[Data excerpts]
□ □ □

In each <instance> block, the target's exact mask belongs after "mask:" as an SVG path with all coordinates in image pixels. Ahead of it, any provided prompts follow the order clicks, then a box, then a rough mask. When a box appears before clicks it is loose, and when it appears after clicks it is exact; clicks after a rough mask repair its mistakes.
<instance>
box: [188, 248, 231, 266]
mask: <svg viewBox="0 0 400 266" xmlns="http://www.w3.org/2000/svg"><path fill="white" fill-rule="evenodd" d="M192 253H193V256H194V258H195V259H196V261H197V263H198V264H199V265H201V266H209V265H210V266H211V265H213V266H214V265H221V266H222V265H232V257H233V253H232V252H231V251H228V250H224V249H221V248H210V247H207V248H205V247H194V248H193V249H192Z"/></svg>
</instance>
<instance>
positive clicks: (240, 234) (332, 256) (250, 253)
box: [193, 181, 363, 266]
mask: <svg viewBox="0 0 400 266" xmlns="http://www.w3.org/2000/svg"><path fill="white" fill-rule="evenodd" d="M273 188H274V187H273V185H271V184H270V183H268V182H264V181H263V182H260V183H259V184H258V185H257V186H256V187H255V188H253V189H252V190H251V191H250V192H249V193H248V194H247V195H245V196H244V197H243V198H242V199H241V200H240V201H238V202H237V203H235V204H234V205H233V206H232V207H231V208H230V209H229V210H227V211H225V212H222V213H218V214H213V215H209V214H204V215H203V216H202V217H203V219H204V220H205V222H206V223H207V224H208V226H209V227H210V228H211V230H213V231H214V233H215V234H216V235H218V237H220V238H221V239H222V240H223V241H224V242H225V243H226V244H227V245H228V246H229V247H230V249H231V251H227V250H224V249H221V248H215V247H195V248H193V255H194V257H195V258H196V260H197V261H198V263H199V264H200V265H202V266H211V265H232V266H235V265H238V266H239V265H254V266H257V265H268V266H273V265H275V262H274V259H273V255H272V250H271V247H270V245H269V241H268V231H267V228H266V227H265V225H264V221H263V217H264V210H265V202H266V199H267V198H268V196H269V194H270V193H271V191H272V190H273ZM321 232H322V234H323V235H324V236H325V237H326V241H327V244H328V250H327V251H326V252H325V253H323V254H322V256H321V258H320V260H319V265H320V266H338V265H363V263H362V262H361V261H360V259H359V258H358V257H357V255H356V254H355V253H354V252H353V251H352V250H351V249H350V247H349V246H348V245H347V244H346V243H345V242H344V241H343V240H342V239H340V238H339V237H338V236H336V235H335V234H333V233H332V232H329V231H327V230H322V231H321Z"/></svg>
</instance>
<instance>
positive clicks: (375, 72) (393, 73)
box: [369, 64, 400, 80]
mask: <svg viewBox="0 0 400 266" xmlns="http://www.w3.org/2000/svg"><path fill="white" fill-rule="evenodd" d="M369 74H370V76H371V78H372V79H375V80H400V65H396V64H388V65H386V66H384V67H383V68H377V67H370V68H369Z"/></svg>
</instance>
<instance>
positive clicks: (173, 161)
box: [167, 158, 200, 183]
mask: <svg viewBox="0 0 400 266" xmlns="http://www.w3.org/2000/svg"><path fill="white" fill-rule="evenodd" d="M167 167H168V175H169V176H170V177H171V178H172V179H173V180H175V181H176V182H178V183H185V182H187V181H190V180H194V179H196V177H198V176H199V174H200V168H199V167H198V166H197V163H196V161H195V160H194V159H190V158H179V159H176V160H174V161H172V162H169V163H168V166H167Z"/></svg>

□ □ □

_PROBLEM DESCRIPTION_
The records above are to be copied out exactly, line for line.

_ANSWER BOX_
In each <instance> block, the target's exact mask belongs after "mask:" as an SVG path with all coordinates in image pixels. Ahead of it, any provided prompts follow the order clicks, then a box, then a rough mask. When a box appears before clicks it is loose, and when it appears after clicks it is exact; clicks after a rough mask repair its mistakes.
<instance>
box: [188, 248, 231, 266]
mask: <svg viewBox="0 0 400 266" xmlns="http://www.w3.org/2000/svg"><path fill="white" fill-rule="evenodd" d="M192 253H193V256H194V258H195V259H196V261H197V263H198V264H199V265H201V266H209V265H210V266H211V265H213V266H214V265H221V266H222V265H232V257H233V253H232V252H231V251H228V250H224V249H221V248H210V247H207V248H205V247H194V248H193V249H192Z"/></svg>
</instance>
<instance>
positive clicks: (240, 234) (332, 256) (250, 253)
box: [193, 181, 363, 266]
mask: <svg viewBox="0 0 400 266" xmlns="http://www.w3.org/2000/svg"><path fill="white" fill-rule="evenodd" d="M273 188H274V187H273V185H271V184H270V183H268V182H264V181H263V182H260V183H259V184H258V185H257V186H256V187H255V188H253V189H252V190H251V191H250V192H249V193H248V194H247V195H245V196H244V197H243V198H242V199H241V200H240V201H238V202H237V203H235V204H234V205H233V206H232V207H231V208H230V209H229V210H227V211H225V212H222V213H218V214H213V215H209V214H204V215H203V216H202V217H203V219H204V220H205V222H206V223H207V224H208V226H209V227H210V228H211V230H213V231H214V233H215V234H216V235H218V237H220V238H221V239H222V240H223V241H224V242H225V243H226V244H227V245H228V246H229V247H230V249H231V251H227V250H224V249H221V248H215V247H195V248H193V255H194V257H195V258H196V260H197V261H198V263H199V264H200V265H202V266H211V265H232V266H235V265H238V266H239V265H254V266H257V265H268V266H273V265H275V262H274V259H273V255H272V250H271V247H270V245H269V241H268V231H267V228H266V227H265V225H264V221H263V217H264V210H265V202H266V199H267V198H268V196H269V194H270V193H271V191H272V190H273ZM321 232H322V234H323V235H324V236H325V237H326V241H327V244H328V250H327V251H326V252H325V253H323V254H322V256H321V258H320V260H319V265H320V266H338V265H363V263H362V262H361V261H360V259H359V258H358V257H357V255H356V254H355V253H354V252H353V251H352V250H351V249H350V247H349V246H348V245H347V244H346V243H345V242H344V241H343V240H342V239H340V238H339V237H338V236H336V235H335V234H333V233H332V232H329V231H327V230H322V231H321Z"/></svg>
</instance>
<instance>
positive clicks: (375, 72) (393, 73)
box: [369, 64, 400, 80]
mask: <svg viewBox="0 0 400 266" xmlns="http://www.w3.org/2000/svg"><path fill="white" fill-rule="evenodd" d="M369 74H370V76H371V78H372V79H375V80H400V65H396V64H388V65H386V66H384V67H383V68H377V67H370V68H369Z"/></svg>
</instance>
<instance>
positive clicks: (173, 161)
box: [167, 158, 200, 183]
mask: <svg viewBox="0 0 400 266" xmlns="http://www.w3.org/2000/svg"><path fill="white" fill-rule="evenodd" d="M167 167H168V175H169V176H170V177H171V178H172V179H173V180H175V181H176V182H178V183H185V182H187V181H190V180H194V179H196V177H198V176H199V174H200V168H199V167H198V166H197V163H196V161H195V160H194V159H190V158H179V159H176V160H174V161H172V162H169V163H168V166H167Z"/></svg>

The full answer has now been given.